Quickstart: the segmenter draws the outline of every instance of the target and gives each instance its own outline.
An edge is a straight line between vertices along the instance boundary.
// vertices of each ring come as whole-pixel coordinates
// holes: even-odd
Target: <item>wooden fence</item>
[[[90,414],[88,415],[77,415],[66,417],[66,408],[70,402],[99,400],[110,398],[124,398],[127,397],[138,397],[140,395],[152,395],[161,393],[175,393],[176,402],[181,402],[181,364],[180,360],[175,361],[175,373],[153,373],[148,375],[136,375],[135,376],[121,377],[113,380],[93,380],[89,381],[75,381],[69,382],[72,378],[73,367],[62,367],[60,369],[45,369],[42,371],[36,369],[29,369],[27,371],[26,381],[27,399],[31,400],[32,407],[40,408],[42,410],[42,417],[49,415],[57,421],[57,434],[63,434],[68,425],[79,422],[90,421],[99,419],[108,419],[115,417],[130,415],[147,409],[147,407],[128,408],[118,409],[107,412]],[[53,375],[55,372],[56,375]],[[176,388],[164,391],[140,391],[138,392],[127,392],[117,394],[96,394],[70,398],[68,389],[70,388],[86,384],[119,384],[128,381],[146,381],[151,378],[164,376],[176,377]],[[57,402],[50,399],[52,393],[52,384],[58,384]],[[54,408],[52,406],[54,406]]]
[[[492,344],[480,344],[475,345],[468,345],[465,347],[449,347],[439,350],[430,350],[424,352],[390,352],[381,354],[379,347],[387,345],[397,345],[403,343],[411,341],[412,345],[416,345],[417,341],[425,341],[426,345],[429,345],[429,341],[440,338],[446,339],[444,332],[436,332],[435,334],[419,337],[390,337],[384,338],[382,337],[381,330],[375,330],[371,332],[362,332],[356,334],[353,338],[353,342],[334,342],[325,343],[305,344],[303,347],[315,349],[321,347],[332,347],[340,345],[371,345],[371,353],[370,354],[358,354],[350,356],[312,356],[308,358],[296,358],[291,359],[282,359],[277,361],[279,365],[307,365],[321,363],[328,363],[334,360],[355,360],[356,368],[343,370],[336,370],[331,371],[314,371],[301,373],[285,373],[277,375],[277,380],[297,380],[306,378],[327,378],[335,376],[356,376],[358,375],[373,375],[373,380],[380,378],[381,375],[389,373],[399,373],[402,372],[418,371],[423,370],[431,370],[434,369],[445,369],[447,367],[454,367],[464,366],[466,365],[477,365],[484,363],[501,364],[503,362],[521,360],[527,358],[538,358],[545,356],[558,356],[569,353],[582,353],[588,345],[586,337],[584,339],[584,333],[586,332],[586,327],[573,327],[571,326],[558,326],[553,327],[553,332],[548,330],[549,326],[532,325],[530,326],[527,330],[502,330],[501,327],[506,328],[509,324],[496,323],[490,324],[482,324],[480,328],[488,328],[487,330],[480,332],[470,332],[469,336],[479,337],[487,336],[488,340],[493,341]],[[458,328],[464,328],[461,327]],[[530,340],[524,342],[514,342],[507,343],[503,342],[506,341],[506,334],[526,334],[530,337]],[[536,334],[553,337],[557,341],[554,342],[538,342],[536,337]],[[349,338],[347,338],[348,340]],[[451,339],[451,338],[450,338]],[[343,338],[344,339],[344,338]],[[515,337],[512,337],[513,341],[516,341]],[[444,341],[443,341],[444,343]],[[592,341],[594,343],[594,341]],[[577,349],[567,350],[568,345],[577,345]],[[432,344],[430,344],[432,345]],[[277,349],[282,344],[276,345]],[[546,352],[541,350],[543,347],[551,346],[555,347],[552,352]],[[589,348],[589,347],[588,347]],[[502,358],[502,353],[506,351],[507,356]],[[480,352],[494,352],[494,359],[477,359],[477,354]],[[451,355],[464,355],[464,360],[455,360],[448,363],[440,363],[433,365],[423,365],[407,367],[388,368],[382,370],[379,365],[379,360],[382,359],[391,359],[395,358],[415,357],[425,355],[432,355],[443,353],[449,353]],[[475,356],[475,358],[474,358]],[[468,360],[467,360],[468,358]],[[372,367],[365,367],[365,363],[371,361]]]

_ _ _ _ _

• Do this:
Set down every line of the listing above again, exactly as given.

• Exercise result:
Quickstart: the segmenter draws the outline of every instance of the target and gives each instance its own outline.
An edge is a straight line between vertices along the instance boundary.
// vertices of each ring come as whole-pixel coordinates
// holes: even-odd
Target: <item>wooden fence</item>
[[[90,414],[88,415],[77,415],[66,417],[66,408],[70,402],[99,400],[110,398],[124,398],[127,397],[138,397],[140,395],[152,395],[161,393],[175,393],[176,402],[181,402],[181,364],[180,360],[175,361],[175,373],[153,373],[148,375],[136,375],[135,376],[121,377],[113,380],[93,380],[89,381],[75,381],[69,382],[72,378],[73,367],[62,367],[60,369],[45,369],[42,371],[36,369],[29,369],[27,371],[26,381],[27,399],[31,400],[32,407],[40,408],[42,410],[42,417],[49,415],[57,421],[57,434],[63,434],[68,425],[79,422],[90,421],[99,419],[108,419],[115,417],[130,415],[147,409],[147,407],[128,408],[118,409],[107,412]],[[53,375],[55,372],[56,375]],[[176,388],[164,391],[140,391],[138,392],[127,392],[117,394],[96,394],[70,398],[68,389],[70,388],[86,384],[119,384],[128,381],[146,381],[151,378],[164,376],[176,377]],[[57,402],[50,399],[52,393],[52,384],[58,384]],[[54,408],[52,406],[54,406]]]
[[[492,344],[480,344],[475,345],[468,345],[465,347],[449,347],[439,350],[430,350],[424,352],[390,352],[381,354],[379,347],[387,345],[397,345],[403,343],[411,341],[412,345],[416,345],[417,341],[425,341],[426,345],[429,345],[429,341],[440,338],[446,339],[444,332],[436,332],[435,334],[419,337],[390,337],[384,338],[382,337],[381,330],[375,330],[371,332],[362,332],[356,334],[353,338],[353,342],[334,342],[325,343],[305,344],[303,347],[315,349],[321,347],[332,347],[340,345],[371,345],[371,353],[370,354],[358,354],[350,356],[312,356],[308,358],[296,358],[291,359],[282,359],[277,361],[279,365],[307,365],[321,363],[328,363],[334,360],[355,360],[356,368],[343,370],[336,370],[331,371],[314,371],[301,373],[285,373],[277,375],[277,380],[297,380],[306,378],[327,378],[335,376],[356,376],[358,375],[373,375],[373,380],[380,378],[381,375],[389,373],[399,373],[402,372],[418,371],[423,370],[431,370],[434,369],[445,369],[447,367],[454,367],[464,366],[466,365],[477,365],[484,363],[501,364],[503,362],[521,360],[527,358],[538,358],[545,356],[558,356],[569,353],[582,353],[588,345],[586,337],[584,339],[584,333],[586,332],[586,327],[573,327],[571,326],[558,326],[553,327],[553,332],[548,330],[549,326],[532,325],[530,326],[527,330],[502,330],[501,327],[506,328],[509,324],[496,323],[490,324],[482,324],[480,328],[488,328],[487,330],[480,332],[470,332],[469,336],[479,337],[487,336],[488,340],[493,341]],[[458,328],[464,328],[461,327]],[[530,340],[524,342],[514,342],[507,343],[503,342],[506,341],[506,334],[526,334],[530,337]],[[536,334],[553,337],[557,341],[554,342],[538,342],[536,337]],[[349,338],[347,338],[348,340]],[[451,339],[451,338],[450,338]],[[343,338],[344,339],[344,338]],[[515,337],[512,337],[513,341],[516,341]],[[444,341],[443,341],[444,343]],[[592,341],[594,343],[594,341]],[[577,349],[567,350],[568,345],[577,345]],[[432,344],[430,344],[432,345]],[[277,349],[282,344],[276,345]],[[546,352],[541,350],[543,347],[551,346],[555,347],[552,352]],[[589,348],[589,347],[588,347]],[[502,358],[502,353],[506,351],[507,356]],[[480,352],[494,352],[494,359],[477,359],[477,354]],[[451,355],[464,355],[464,360],[455,360],[448,363],[440,363],[433,365],[423,365],[407,367],[388,368],[382,370],[379,365],[379,360],[382,359],[391,359],[395,358],[415,357],[425,355],[432,355],[443,353],[449,353]],[[475,356],[475,358],[474,358]],[[468,360],[467,360],[468,358]],[[372,367],[365,367],[365,363],[371,361]]]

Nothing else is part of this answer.